(Dataset entries)

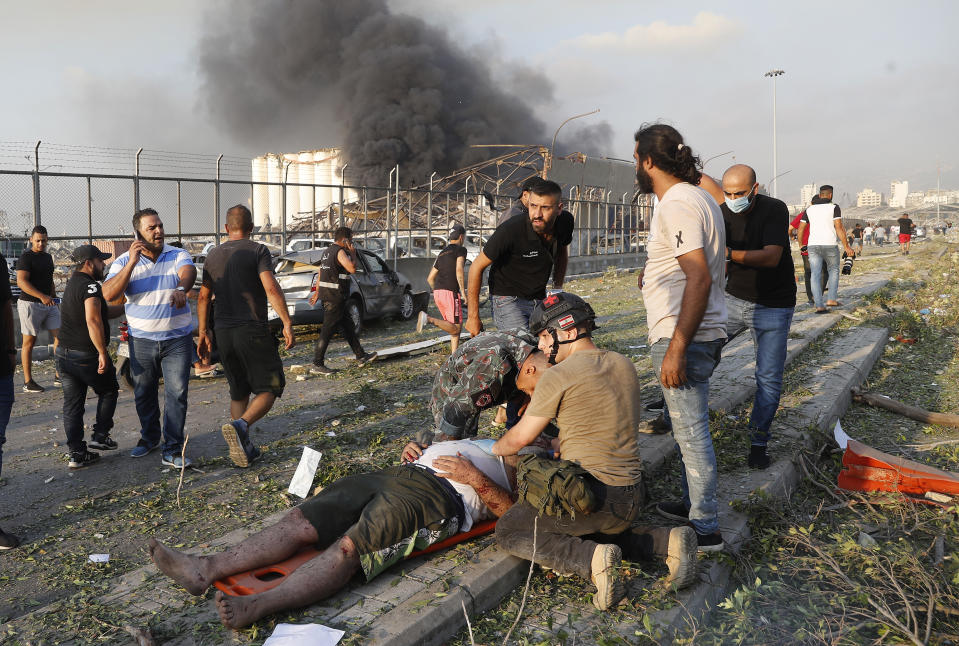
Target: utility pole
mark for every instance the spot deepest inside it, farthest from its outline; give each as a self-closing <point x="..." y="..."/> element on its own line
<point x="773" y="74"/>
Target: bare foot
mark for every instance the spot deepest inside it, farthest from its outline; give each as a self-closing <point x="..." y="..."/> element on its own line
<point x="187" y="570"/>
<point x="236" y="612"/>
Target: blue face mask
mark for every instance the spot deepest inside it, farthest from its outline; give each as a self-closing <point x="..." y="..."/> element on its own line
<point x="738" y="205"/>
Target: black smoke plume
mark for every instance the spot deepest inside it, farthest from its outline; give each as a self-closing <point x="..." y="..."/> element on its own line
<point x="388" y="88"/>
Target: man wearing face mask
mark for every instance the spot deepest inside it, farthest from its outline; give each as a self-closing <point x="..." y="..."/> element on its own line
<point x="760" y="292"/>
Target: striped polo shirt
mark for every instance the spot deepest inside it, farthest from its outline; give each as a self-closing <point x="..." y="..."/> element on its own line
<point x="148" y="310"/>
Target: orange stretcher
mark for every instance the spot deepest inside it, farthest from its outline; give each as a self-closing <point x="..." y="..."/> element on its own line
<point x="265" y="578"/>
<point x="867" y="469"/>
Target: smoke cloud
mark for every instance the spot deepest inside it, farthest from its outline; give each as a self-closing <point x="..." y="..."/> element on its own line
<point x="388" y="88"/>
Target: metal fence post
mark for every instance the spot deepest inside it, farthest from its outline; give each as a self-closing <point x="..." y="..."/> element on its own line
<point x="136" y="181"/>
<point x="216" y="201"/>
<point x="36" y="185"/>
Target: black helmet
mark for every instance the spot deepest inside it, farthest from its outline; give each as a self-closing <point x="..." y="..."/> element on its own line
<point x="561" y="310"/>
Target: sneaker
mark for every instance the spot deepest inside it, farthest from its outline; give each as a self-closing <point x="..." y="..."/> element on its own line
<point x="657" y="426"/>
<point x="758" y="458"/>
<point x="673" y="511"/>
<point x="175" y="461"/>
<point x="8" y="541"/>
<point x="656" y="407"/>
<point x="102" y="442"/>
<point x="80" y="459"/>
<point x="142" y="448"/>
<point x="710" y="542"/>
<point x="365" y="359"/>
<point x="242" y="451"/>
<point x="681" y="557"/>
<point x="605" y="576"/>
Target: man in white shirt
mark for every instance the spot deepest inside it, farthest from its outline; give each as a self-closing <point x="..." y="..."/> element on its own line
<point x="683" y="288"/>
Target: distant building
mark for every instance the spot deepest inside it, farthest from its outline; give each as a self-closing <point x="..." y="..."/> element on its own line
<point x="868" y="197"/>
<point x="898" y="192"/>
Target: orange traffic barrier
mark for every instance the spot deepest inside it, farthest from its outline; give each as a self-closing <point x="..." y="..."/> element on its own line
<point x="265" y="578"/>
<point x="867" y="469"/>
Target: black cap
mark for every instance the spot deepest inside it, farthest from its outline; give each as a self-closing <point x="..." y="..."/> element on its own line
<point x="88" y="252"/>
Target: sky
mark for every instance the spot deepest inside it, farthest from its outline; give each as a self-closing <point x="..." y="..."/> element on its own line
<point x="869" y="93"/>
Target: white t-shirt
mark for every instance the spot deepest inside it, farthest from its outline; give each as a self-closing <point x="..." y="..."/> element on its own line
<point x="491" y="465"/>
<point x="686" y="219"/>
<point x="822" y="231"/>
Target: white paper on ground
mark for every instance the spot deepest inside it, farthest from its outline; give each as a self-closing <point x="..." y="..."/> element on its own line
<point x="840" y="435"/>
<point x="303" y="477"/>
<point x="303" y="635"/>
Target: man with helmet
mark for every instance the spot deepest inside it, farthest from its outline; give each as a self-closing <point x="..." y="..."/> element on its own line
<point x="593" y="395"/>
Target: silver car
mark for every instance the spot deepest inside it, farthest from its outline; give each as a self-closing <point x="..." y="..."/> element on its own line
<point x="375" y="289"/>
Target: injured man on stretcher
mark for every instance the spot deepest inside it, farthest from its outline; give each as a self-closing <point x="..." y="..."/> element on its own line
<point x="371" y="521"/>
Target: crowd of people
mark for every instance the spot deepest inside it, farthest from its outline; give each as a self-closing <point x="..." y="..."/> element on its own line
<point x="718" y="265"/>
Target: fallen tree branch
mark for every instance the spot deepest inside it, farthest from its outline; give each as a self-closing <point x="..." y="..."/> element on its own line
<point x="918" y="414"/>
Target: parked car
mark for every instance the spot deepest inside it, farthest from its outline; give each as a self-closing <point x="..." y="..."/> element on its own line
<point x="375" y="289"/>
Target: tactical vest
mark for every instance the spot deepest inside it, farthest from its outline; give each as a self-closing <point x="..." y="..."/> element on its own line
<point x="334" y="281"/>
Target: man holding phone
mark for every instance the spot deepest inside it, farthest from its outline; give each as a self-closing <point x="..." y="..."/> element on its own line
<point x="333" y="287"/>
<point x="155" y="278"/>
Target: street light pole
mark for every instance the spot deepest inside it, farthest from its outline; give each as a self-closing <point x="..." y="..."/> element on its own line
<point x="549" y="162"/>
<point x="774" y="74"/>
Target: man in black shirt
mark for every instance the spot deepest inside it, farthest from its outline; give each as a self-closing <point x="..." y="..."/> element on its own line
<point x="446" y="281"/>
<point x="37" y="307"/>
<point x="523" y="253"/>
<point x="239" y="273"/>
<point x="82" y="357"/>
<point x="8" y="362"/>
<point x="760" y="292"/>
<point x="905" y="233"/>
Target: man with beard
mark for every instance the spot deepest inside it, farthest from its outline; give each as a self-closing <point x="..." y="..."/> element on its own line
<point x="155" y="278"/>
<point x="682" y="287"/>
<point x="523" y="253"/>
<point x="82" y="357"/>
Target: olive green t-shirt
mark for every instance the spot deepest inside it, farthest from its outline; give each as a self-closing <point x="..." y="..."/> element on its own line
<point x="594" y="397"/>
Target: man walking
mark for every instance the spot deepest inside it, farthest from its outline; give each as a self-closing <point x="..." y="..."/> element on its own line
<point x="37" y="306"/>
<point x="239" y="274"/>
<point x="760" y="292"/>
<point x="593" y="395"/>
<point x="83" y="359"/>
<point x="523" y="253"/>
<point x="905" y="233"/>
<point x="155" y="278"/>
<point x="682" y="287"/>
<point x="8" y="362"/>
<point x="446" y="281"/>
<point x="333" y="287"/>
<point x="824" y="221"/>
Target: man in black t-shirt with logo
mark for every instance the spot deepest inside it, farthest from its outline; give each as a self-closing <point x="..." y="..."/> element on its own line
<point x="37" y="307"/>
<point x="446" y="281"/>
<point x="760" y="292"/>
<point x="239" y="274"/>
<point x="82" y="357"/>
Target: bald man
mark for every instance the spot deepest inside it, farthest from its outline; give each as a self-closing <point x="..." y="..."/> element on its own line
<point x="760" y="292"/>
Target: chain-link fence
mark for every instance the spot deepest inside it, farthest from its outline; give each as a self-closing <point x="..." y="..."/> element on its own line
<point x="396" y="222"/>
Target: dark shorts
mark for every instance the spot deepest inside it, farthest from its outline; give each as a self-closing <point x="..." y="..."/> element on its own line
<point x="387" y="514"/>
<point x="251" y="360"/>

Written request.
Reproduce, unchanged, the lines of the records starting at the line that contains "Target: chain-link fence" and ending at the final line of the records.

Full answer.
Target: chain-link fence
mark for every instance the spot deepest inside it, farthest from its outline; give each as a self-closing <point x="..." y="..."/> element on its own line
<point x="396" y="222"/>
Target: dark shorts
mark for every instance the spot deepest inside it, farthest from its outline; give each as a self-closing <point x="..." y="..."/> element on its own line
<point x="387" y="514"/>
<point x="251" y="360"/>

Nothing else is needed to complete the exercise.